__Aufgabe 1__
Wie lässt sich der Absatz im Textauszug, der mit „Vollends kompliziert wird die Rechtslage“ beginnt, als kurze Stichpunktliste mit seinen wichtigsten Fakten wiedergeben?
__Aufgabe 2__
Welche Zubehörteile nennt der Textauszug, deren Benutzung nicht ausdrücklich verboten ist, aber unter einem Vorbehalt steht? Bitte alle aufzählen.
__Aufgabe 3__
Beantworten Sie anhand des Textauszugs:
(a) Unter welchem Vorbehalt steht die Benutzung von Stachel- und Würgehalsbändern?
(b) Gibt es solche „Erziehungshilfen“ in der Hundeschule, von der im Textauszug die Rede ist?
(c) Was muss bei körperlichem Zwang ohne spezielle Hilfsmittel in einem vernünftigen Verhältnis zueinander stehen?

Weniger klar ist die Rechtslage bei anderen Zubehörteilen, die mittels Zwang oder Schmerz das Tier "erziehen" sollen. Die Benutzung von Stachel- und Würgehalsbänder oder Geschirren mit schmerzhafter Zugwirkung unter den Achseln ist nicht ausdrücklich verboten, aber unterliegt zumindest dem Vorbehalt "vernünftiger Grund". Als Hundeführer begäbe man sich mit diesen "Erziehungshilfen" auf rechtlich sehr dünnes Eis! In meiner Hundeschule gibt es sowas nicht, weil ich weder von der Sinnhaftigkeit noch der tierschutzrechtlichen Vertretbarkeit solcher "Erziehungshilfen" überzeugt bin. Glauben Sie jetzt bitte einfach mal einem erfahrenen Hundeführer, ohne irgendwelche komplizierten Spezial-Sachverhalte zu ersinnen, in denen ein Stachelhalsband vielleicht, unter Umständen oder eventuell doch mal hilfreich sein könnte. Vergessen Sie diesen Kram! Bringt nix, außer Ärger.

Vollends kompliziert wird die Rechtslage dann bei der Anwendung von körperlichem Zwang ohne spezielle Hilfsmittel oder beim Einsatz psychischen Drucks. Denn hier müssen die Maßnahme und ihr Ziel in einem vernünftigen Verhältnis zueinander stehen. So wurde es von bekannten Hundetrainern lange empfohlen, bockige Hunde mit Schmackes auf den Rücken zu werfen oder Welpen am Nackenfell zu packen und ordentlich durchzuschütteln. Mittlerweile sehen das die meisten Trainer zum Glück etwas kritischer und differenzierter. Denn zum Einen sind die meisten Hundehalter nicht willens oder in der Lage, einen solchen martialischen Auftritt überzeugend darzustellen, andererseits zeigte sich aber auch, dass die dem zugrunde liegende Grundidee ("das machen die Hunde untereinander auch, um sich zu maßregeln") so nicht ganz richtig ist.

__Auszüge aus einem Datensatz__

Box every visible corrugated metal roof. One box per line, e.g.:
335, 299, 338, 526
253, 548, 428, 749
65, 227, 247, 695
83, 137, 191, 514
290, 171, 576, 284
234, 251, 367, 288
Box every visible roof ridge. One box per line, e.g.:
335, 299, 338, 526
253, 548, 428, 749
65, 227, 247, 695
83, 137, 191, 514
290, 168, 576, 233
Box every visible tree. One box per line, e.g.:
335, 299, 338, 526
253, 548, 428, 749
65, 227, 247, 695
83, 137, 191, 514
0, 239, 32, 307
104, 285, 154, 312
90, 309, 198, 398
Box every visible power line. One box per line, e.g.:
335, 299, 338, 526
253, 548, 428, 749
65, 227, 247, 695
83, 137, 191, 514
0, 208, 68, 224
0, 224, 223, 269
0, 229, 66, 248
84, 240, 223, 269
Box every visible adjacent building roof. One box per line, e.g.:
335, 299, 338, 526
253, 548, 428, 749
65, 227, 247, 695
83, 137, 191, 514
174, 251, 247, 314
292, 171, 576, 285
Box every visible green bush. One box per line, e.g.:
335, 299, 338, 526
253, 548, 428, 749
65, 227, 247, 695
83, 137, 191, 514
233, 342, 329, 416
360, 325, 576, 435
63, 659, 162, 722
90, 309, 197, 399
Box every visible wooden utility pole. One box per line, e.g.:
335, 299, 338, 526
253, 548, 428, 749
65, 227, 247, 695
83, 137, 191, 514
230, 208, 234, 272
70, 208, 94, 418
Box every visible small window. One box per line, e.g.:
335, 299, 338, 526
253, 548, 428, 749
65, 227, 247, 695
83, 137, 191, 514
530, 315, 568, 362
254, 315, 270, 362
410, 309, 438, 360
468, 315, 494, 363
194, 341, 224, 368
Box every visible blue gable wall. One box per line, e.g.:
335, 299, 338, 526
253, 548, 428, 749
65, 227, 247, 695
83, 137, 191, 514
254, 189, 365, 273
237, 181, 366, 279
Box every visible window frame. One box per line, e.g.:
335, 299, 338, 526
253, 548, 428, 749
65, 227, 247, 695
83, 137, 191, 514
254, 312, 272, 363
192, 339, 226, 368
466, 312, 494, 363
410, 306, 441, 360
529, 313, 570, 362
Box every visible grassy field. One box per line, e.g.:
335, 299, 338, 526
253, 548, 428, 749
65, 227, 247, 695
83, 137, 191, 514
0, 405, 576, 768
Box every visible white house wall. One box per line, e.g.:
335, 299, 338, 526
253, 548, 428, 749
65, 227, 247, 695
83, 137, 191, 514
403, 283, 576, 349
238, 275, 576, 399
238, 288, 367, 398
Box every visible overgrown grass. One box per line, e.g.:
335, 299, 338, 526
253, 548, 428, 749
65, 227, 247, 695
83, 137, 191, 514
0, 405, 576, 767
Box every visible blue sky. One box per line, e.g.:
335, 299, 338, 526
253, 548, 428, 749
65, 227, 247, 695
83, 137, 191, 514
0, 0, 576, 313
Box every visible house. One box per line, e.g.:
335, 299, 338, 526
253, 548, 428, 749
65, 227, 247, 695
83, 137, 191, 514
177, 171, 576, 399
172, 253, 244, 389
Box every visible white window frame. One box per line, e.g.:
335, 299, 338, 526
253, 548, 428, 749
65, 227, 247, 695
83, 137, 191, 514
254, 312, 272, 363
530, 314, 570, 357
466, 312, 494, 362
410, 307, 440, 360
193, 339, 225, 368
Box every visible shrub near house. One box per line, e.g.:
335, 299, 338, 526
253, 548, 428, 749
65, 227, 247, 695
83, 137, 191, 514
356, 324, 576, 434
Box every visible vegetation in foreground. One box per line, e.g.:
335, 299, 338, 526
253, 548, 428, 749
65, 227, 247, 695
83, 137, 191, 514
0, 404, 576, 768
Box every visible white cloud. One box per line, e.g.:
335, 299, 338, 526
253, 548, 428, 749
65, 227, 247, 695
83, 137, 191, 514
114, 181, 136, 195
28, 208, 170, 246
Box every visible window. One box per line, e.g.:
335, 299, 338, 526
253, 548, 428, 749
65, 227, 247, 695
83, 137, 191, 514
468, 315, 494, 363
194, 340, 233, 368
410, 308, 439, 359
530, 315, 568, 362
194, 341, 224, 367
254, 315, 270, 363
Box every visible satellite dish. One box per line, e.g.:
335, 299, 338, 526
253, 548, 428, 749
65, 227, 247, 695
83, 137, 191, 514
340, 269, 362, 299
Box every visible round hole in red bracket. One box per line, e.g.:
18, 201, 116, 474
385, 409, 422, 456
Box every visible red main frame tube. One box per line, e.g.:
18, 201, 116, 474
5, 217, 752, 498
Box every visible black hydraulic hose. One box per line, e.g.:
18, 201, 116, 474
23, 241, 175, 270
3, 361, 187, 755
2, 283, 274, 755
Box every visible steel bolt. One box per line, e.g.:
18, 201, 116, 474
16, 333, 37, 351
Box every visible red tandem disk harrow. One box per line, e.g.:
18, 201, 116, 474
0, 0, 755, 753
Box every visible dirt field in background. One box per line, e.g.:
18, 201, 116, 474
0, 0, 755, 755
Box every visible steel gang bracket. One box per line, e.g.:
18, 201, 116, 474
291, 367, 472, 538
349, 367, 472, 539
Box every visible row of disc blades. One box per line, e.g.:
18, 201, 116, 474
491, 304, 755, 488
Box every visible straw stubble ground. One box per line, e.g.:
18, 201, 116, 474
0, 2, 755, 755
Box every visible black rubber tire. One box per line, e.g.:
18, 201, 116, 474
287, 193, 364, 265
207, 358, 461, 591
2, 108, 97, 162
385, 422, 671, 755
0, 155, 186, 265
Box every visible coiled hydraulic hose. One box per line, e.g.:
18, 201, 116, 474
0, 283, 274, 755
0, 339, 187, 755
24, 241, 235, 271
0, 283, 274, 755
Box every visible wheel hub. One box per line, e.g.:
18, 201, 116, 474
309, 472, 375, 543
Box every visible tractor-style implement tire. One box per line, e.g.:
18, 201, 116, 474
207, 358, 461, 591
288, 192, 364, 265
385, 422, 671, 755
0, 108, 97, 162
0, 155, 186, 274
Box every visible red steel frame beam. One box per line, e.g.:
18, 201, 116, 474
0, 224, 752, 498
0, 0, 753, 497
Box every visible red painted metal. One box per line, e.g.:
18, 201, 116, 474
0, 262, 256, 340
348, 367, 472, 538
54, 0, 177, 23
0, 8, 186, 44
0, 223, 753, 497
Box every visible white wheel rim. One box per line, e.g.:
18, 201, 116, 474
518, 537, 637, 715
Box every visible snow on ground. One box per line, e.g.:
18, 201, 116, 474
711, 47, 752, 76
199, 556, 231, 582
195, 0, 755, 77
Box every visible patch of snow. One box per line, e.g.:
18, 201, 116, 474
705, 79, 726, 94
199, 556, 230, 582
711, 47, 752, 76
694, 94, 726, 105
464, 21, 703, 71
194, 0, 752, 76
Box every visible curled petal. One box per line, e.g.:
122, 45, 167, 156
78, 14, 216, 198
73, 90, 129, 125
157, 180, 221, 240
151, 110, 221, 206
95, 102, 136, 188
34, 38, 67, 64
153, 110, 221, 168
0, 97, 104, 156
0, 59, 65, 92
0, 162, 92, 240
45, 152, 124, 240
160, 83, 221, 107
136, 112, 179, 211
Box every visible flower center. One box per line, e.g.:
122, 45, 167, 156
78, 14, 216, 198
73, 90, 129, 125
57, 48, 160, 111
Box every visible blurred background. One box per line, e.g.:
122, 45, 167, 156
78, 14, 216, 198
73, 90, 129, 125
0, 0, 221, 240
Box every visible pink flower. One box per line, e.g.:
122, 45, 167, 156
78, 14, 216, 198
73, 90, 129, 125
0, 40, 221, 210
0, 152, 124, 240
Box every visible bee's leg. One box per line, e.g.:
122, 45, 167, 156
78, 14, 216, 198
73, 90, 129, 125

__Antwort 1__
- Besonders kompliziert ist die Rechtslage bei körperlichem Zwang ohne spezielle Hilfsmittel und bei psychischem Druck.
- Dabei müssen Maßnahme und Ziel in einem vernünftigen Verhältnis zueinander stehen.
- Bekannte Hundetrainer empfahlen lange, bockige Hunde auf den Rücken zu werfen oder Welpen am Nackenfell zu packen und durchzuschütteln.
- Die meisten Trainer sehen das inzwischen kritischer und differenzierter.
- Ein Grund dafür ist, dass die meisten Hundehalter einen solchen Auftritt nicht überzeugend darstellen wollen oder können.
- Außerdem ist die zugrunde liegende Annahme, Hunde maßregelten sich untereinander auf diese Weise, nicht ganz richtig.

__Antwort 2__
- Stachelhalsbänder
- Würgehalsbänder
- Geschirre mit schmerzhafter Zugwirkung unter den Achseln

__Antwort 3__
(a) Unter dem Vorbehalt „vernünftiger Grund“.
(b) Nein.
(c) Die Maßnahme und ihr Ziel.